[Position identification listing]
========

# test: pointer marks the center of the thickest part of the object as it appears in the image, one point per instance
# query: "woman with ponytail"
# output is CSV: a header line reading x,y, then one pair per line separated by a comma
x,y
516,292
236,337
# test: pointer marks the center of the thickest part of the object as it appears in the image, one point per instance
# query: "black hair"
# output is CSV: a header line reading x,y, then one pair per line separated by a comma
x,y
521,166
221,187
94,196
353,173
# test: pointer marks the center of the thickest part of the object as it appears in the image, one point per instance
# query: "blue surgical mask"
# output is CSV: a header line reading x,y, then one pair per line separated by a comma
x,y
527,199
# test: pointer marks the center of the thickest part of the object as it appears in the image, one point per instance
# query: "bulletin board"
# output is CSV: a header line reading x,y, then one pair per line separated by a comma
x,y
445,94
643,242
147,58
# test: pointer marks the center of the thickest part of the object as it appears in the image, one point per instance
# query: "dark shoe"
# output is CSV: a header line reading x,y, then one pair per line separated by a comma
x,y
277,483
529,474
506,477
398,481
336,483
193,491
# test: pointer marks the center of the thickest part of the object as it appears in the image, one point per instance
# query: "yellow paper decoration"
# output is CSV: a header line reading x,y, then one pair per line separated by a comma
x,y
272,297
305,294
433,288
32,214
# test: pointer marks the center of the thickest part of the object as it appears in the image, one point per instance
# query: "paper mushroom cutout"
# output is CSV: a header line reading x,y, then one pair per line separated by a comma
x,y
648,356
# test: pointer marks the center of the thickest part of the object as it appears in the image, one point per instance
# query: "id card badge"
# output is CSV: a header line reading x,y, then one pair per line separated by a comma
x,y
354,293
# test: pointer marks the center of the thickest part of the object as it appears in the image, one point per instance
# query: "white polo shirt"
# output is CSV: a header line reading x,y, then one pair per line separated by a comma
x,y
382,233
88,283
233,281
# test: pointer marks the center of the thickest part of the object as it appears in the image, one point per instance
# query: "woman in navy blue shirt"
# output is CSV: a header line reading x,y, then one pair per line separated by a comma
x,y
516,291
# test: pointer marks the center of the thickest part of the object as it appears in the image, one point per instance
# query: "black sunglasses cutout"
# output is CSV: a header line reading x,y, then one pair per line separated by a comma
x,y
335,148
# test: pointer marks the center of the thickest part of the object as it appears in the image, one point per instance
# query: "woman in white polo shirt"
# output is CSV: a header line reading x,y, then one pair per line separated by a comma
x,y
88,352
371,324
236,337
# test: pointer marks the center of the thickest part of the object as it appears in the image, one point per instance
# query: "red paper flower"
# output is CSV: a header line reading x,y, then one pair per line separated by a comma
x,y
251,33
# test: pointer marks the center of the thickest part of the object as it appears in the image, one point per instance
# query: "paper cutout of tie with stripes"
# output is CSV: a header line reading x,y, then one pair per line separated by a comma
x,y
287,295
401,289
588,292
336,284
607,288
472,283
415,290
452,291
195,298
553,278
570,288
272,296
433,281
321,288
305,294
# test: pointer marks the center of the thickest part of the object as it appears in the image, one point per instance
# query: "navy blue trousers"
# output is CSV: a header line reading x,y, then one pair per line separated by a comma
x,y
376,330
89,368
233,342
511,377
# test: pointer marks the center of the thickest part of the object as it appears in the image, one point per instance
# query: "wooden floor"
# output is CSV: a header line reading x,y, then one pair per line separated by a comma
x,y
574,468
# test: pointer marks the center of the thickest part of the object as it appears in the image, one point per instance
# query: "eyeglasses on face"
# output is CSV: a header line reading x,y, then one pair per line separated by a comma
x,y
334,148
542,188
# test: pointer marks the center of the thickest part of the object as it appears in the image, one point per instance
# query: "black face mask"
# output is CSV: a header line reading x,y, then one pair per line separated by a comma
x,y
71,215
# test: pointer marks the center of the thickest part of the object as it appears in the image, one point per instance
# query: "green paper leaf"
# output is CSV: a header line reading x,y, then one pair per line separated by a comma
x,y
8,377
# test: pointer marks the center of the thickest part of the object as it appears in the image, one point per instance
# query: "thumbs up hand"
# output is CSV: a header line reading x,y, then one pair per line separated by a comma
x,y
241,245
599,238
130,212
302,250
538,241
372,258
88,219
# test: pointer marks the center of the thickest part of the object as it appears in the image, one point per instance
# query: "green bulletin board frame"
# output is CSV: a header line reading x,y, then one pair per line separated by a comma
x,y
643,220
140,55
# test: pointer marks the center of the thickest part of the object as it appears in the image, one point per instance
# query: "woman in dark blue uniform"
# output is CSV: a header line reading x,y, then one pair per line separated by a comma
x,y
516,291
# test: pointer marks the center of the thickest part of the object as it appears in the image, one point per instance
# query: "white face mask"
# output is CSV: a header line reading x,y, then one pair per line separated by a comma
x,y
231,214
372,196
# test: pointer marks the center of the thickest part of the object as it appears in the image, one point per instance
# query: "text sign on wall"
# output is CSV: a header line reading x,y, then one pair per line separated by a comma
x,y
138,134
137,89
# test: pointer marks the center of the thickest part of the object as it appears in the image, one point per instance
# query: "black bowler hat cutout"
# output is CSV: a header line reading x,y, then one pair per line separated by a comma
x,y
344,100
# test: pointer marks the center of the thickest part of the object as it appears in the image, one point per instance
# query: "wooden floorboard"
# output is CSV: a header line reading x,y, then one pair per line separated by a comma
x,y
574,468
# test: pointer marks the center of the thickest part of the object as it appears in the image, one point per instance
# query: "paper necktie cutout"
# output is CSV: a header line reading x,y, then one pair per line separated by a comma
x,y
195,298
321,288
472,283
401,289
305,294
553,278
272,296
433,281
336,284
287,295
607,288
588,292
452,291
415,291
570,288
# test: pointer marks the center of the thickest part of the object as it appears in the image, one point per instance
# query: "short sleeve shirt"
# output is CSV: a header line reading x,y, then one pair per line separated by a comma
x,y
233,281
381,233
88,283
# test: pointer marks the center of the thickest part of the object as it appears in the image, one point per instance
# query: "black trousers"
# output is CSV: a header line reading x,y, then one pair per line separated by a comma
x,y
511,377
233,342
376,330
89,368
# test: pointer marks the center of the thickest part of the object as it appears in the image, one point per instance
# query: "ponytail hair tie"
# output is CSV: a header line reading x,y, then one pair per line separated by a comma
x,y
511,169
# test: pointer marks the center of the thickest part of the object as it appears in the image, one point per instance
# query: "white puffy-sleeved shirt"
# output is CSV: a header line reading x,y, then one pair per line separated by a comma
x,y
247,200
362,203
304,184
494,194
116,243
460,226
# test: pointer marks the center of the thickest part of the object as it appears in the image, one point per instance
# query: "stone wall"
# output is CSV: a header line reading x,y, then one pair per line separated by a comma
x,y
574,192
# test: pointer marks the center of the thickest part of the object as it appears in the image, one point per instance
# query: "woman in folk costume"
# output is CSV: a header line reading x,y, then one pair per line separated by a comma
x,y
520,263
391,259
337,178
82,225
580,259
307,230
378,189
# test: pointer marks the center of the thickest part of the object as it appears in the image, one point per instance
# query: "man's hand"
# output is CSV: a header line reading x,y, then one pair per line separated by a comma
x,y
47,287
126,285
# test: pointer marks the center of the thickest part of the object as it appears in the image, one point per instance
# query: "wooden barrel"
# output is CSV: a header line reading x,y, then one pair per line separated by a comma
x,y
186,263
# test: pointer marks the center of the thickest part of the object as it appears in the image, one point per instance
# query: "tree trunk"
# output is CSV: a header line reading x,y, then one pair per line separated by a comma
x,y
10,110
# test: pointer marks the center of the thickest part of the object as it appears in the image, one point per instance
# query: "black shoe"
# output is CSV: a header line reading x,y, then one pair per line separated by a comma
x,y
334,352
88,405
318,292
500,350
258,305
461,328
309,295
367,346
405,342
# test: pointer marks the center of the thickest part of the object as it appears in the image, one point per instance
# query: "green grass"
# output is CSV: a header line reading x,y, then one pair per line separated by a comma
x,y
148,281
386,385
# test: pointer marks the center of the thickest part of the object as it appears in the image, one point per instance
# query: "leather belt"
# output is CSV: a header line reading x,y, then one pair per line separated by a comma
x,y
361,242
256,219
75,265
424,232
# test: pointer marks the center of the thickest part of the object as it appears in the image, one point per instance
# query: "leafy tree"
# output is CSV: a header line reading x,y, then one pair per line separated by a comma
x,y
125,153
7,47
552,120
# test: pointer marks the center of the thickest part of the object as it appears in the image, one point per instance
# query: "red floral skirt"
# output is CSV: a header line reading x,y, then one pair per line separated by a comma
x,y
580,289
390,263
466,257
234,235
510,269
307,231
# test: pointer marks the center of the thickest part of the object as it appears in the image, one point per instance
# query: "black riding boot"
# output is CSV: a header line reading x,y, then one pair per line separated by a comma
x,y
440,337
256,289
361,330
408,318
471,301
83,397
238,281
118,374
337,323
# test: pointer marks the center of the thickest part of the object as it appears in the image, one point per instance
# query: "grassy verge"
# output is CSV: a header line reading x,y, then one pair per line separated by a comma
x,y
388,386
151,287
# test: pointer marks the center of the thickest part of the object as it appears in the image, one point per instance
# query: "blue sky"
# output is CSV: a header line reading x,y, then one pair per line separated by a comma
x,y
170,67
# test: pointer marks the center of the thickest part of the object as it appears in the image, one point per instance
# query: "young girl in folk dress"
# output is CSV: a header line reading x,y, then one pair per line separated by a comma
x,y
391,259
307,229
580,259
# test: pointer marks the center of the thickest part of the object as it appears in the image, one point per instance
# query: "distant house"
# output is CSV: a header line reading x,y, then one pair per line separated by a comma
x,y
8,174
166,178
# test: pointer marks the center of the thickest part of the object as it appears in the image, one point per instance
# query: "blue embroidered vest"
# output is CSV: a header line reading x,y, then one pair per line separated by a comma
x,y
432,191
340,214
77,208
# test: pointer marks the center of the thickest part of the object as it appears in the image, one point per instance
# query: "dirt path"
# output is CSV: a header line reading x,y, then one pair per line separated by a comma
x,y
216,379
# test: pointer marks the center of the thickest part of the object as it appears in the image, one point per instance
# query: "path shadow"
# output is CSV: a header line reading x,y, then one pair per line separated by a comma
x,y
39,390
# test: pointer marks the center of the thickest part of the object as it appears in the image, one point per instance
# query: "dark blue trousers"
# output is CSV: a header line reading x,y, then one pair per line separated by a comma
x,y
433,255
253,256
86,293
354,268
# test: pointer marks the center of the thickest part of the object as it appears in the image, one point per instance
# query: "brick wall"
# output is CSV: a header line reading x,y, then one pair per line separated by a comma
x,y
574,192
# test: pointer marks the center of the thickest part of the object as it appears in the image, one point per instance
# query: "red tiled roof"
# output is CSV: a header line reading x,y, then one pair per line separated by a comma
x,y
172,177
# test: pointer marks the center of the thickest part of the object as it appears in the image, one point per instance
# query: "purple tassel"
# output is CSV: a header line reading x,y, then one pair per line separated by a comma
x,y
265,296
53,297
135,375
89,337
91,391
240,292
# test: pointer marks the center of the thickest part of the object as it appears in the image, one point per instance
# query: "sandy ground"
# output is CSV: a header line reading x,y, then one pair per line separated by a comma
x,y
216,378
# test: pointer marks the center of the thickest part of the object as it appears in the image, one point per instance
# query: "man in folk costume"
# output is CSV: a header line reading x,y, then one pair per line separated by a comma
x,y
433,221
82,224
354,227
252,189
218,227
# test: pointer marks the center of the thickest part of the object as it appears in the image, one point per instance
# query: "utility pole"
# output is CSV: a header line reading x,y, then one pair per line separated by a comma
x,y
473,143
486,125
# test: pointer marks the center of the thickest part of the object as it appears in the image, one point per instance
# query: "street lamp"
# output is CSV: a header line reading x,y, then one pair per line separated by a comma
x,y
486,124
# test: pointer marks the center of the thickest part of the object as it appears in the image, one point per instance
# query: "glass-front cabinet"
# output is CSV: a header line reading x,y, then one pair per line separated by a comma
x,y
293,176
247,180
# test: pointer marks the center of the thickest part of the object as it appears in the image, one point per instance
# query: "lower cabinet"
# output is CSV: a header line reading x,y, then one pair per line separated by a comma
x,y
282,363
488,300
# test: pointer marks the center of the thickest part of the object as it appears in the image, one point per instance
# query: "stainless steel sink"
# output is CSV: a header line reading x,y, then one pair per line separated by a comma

========

PROBLEM DETAILS: Extract every line of the listing above that contains the string "wooden" and copy each one in full.

SOLUTION FOR THIS TASK:
# query: "wooden floor"
# query: "wooden floorboard"
# query: "wooden barrel"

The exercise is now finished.